Text passage:

>>>>

AN ASCENT ALWAYS LEADS TO AMAZING VIEWS
Morning light over Laguna Hermosa (which means 'Beautiful Lake') illuminates the imposing Volcán Antuco on the left and Sierra Velluda on the right in the background. We’ve pitched our tent right by the lake.
Considering the tremendous ascents, heatwaves, and difficult terrain, this was perhaps the hardest part of the journey. Yet, the various campsites, breathtaking 360° views, and abundance of berries made every ache and sweat worthwhile.
-
It all began with the genuine hospitality of the locals, who took us on an extended family trip to their campsite in the middle of a pristine forest, breaking up the monotonous hike along the dusty road. To shorten the next day’s 1,500-meter ascent, we hit the road that same day. However, it soon became clear that the path leaving their land didn’t align with our route, and we found ourselves lost in an overgrown forest. So, instead of reducing the altitude difference for the next day, we spent our time finding a path and ended up camping in the forest.
As John Lennon once said, 'Everything will be okay in the end. If it’s not okay, it’s not the end.' We couldn’t agree more as we concluded this stage. Despite the challenges, the trail led us past the famous and imposing volcanoes Chillán and Antuco, across lava fields, and allowed us to enjoy the best berries. We even had condors soaring just 30 meters above us (hopefully not because we looked so bad). The highlight came at the end when we found ourselves with Laguna Hermosa (Lake Beautiful) all to ourselves. For a moment, we felt like the richest people in the world, with the path we had just walked displayed before us.

<<<<

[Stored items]
>>>>

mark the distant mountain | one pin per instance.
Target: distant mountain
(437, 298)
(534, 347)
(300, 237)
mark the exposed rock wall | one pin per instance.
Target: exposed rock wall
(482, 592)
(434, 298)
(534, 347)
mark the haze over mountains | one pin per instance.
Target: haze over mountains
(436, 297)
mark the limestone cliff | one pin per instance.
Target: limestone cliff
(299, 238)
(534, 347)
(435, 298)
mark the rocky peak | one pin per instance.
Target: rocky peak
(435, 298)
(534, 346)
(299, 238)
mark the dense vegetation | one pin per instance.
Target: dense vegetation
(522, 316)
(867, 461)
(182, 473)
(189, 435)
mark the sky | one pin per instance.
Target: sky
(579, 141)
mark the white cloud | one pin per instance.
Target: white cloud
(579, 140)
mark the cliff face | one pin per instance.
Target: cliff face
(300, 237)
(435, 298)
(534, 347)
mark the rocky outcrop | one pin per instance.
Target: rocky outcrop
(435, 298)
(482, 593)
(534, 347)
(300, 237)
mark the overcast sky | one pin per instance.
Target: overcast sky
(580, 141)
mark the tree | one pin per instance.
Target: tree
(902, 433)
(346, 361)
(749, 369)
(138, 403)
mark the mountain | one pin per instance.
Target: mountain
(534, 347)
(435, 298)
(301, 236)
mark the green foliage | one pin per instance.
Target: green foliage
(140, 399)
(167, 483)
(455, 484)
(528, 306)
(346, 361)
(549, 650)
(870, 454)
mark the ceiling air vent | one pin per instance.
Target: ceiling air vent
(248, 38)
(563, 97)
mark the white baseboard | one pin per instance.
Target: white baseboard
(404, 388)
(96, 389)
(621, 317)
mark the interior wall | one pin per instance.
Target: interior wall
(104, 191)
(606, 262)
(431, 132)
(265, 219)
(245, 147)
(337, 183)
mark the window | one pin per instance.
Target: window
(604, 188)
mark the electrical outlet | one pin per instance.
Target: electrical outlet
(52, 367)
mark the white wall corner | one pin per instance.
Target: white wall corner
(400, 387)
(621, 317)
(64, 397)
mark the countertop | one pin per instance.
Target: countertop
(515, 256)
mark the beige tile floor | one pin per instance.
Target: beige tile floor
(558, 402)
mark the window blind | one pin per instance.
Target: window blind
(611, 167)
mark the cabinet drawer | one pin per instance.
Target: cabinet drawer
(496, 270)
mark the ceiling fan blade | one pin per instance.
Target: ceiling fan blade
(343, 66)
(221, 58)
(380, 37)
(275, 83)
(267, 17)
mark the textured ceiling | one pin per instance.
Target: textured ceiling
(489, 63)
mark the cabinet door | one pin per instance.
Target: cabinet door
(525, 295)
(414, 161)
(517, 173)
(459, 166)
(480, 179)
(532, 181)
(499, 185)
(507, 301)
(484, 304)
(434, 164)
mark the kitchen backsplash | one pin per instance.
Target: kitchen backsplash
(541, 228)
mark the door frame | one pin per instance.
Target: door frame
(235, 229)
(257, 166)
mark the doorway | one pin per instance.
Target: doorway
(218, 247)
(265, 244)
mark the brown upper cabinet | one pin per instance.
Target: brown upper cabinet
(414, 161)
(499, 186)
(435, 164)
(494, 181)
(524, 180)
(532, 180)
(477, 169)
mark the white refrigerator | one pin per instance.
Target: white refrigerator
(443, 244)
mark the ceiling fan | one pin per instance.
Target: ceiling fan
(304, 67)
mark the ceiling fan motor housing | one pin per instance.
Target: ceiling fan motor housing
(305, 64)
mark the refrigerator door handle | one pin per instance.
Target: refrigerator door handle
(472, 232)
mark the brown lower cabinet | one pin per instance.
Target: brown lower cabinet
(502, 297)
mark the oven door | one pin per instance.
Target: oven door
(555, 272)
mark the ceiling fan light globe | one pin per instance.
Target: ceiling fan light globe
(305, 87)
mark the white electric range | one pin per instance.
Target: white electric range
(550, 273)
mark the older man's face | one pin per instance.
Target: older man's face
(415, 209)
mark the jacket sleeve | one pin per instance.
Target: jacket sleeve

<<<<

Parts of the exercise:
**A.** Summarize the account of the mountain ascent in two sentences.
**B.** Carry on the account of the mountain ascent from its final sentence.

Numbered responses:
**A.** This stage, with its huge climbs, heatwaves and rough ground, was perhaps the hardest part of the journey; it began with local hosts taking the travelers to their forest campsite, and then a path that didn't match their route left them lost and camping in the forest. Still, the trail led past the volcanoes Chillán and Antuco, across lava fields, with the best berries and condors overhead, and ended with Laguna Hermosa all to themselves.

**B.**
Crossing a river in our quest to find the path we were supposed to be following.
Ascending from the lava fields towards Cerro Las Minas.
Condor soaring low above our heads on the sandy pass. Note that I don’t have a zoom lens with me.
Our campsite in Valle de Aguas Calientes, located below Volcán Chillán. If you look closely, you can spot our tent near the top center of the image.
Leaving Volcán Chillán in the background.
Chatting with a friendly arriero. Besides asking where we’re from and where we’re headed, the most common questions we get are about my father's age and whether the feather on his backpack is really from a condor.